* What is asked
1. According to the page on the 2007 Copeland Borough Council election, on what date did the election take place?
2. Using the page on the 2007 Copeland Borough Council election, decide whether each statement agrees with it, and quote the words that decide: (a) Labour ended the election with 31 seats. (b) Three Conservative candidates were unopposed. (c) Copeland Borough Council is in Cumbria.
3. Pick up the page on the 2007 Copeland Borough Council election at the point where it stops, and carry it on.

= 2007 Copeland Borough Council election =

2007 UK local government election

Map of the results of the 2007 Copeland council election. Labour in red, Conservatives in blue and independent in white.

The 2007 Copeland Borough Council election took place on 3 May 2007 to elect members of Copeland Borough Council in Cumbria, England. The whole council was up for election and the Labour Party stayed in overall control of the council.

==Election result==
The results saw Labour remain in control of the council after staying on 31 seats. The Conservatives made a gain of 3 seats to have 19 councillors, at the expense of independents, while just 1 independent managed to win a seat.

2 Conservative candidates were unopposed.

Copeland local election result 2007
| Party |  | Seats | Gains | Losses | Net gain/loss | Seats % | Votes % | Votes | +/− |
|---|---|---|---|---|---|---|---|---|---|
|  | Labour | 31 | 2 | 2 | 0 | 60.8 | 53.1 | 18,314 | -4.6% |
|  | Conservative | 19 | 3 | 0 | +3 | 37.3 | 43.6 | 15,023 | +8.6% |
|  | Independent | 1 | 0 | 3 | -3 | 2.0 | 1.6 | 551 | -2.1% |
|  | Liberal Democrats | 0 | 0 | 0 | 0 | 0 | 1.7 | 573 | -1.9% |

==Ward results==

Arlecdon
| Party |  | Candidate | Votes | % | ±% |
|---|---|---|---|---|---|
|  | Independent | Joseph Sunderland | 241 | 54.0 | −17.0 |
|  | Conservative | Marie Simpson | 106 | 23.8 | +23.8 |
|  | Labour | Cam Ross | 99 | 22.2 | −6.8 |
| Majority |  |  | 135 | 30.3 | −11.7 |
| Turnout |  |  | 446 |  |  |
|  | Independent hold |  | Swing |  |  |

Beckermet (2)

* Data excerpts
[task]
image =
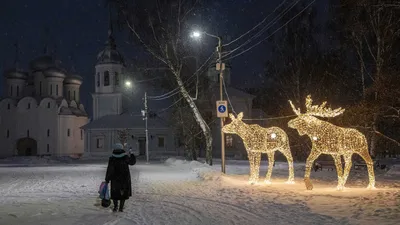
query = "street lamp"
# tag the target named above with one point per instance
(197, 35)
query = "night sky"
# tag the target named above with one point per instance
(76, 31)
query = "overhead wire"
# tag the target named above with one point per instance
(248, 49)
(269, 25)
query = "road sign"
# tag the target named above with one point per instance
(222, 109)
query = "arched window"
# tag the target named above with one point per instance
(106, 78)
(116, 79)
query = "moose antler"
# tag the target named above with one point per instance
(297, 111)
(320, 110)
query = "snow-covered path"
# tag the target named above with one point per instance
(174, 194)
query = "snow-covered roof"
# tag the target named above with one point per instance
(125, 121)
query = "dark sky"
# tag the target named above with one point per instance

* Written responses
1. 3 May 2007

2.
(a) Yes: "Labour remain in control of the council after staying on 31 seats."
(b) No: "2 Conservative candidates were unopposed."
(c) Yes: "Copeland Borough Council in Cumbria, England"

3.
| Party |  | Candidate | Votes | % | ±% |
|---|---|---|---|---|---|
|  | Conservative | Yvonne Clarkson | 604 | 42.0 |  |
|  | Conservative | John Jackson | 579 | 40.3 |  |
|  | Labour | John Woolley | 255 | 17.7 |  |
| Turnout |  |  | 1,438 |  |  |
|  | Conservative hold |  | Swing |  |  |
|  | Conservative hold |  | Swing |  |  |

Bootle
| Party |  | Candidate | Votes | % | ±% |
|---|---|---|---|---|---|
|  | Conservative | Keith Hitchen | unopposed |  |  |
|  | Conservative hold |  | Swing |  |  |

Bransty (3)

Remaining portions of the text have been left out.